Table Top Pulp

Today may or may not be a little late, and for that I apologize. We had SNOOOOOOOWmageddon here in the Pacific Northwest, and the (maybe) three inches of snow has more or less ground things to a halt. I pitch a little crap at the area, but the truth is this is a once every few years occurrence, and the infrastructure is too bloody expensive to maintain if you don’t need it for months out of every year. So: snow, schools are closed, kids are home, Dave has two adorable and energetic distractions. On the upside, the house is clean (more or less) and a mess of chores done. But I’ve been having trouble getting to writing. Shockingly. We also have a military buddy staying with us. So things are … a little out of routine.

Okay, I’m going to start this off with a bit of a campaign diary, and then segue into applying gaming principles, and a little bit about the philosophy and nature of table top gaming. The scene is a seaport town in Fantasyland. For unclear reasons, the town itself has remained unravaged by orcish hordes, undead hordes, dragon hoards, or even hordes of adventurers, so it’s fairly good sized. A fearless sea captain periodically visits the town to trade luxuries and items of artifice for raw goods. Specifically, he always picks up several barrels of pickles to trade to the sea elf village offshore for coral gewgaws and such. It’s a lucrative trade, but this trip, his ship wallows into port. As soon as the ship is tied up to the wharf, our intrepid captain escorts a party bearing a litter. Upon that litter rests the form of an injured sea elf. Raw claw wounds strip his limbs, and he’s an even paler shade than he should be. The rough sailors, pale themselves with what they’ve seen, troop up to the town’s temple while the captain eschews the pleasures of the seaside tavern, the Mermaid’s Offer. Instead, he hurries to the Questioning Rat, the landsmen’s public house.
::::::::
[Tasks for this exercise]:
[A] In the blog post, what does the sea captain always pick up to trade to the sea elf village offshore?
[B] From the listing, pull out every line containing the string "positive".

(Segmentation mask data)
::::::::
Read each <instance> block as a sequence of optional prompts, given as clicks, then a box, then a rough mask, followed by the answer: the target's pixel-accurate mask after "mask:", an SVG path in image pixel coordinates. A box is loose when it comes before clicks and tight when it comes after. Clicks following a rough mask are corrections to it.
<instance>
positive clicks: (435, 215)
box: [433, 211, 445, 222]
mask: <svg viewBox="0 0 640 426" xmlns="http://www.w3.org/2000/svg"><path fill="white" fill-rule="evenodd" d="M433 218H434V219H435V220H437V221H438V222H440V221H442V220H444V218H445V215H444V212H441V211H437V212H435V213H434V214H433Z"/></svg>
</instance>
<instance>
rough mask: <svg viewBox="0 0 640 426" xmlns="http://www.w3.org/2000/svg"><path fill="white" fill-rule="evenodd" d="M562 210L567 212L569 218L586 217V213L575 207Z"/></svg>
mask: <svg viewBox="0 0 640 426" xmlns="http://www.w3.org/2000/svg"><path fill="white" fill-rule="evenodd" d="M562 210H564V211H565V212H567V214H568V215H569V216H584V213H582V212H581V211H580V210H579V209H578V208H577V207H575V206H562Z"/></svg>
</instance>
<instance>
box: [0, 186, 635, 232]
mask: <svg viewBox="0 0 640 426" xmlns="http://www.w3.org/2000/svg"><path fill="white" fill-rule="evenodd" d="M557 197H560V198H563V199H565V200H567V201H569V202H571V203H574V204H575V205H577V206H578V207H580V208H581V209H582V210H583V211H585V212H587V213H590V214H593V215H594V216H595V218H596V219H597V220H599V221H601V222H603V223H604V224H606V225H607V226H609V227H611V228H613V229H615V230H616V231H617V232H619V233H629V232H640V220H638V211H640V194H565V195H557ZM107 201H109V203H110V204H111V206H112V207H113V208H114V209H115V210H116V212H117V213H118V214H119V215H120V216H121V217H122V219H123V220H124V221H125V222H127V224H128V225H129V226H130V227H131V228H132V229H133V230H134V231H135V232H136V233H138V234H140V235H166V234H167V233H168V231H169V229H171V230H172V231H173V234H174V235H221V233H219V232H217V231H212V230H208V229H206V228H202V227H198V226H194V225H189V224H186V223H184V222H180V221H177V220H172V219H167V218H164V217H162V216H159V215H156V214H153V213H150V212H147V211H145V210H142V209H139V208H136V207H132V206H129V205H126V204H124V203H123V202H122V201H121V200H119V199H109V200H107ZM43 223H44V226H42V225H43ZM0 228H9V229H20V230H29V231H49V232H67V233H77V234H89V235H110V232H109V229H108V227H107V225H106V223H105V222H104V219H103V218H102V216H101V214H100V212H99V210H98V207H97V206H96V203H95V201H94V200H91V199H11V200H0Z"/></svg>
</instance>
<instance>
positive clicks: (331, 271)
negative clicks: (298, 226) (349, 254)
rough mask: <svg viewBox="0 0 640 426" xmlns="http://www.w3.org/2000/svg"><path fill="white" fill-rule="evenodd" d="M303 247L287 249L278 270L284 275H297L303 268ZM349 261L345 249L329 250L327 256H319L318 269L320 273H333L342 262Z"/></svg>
::::::::
[Answers by task]:
[A] Several barrels of pickles.

[B]
positive clicks: (435, 215)
positive clicks: (331, 271)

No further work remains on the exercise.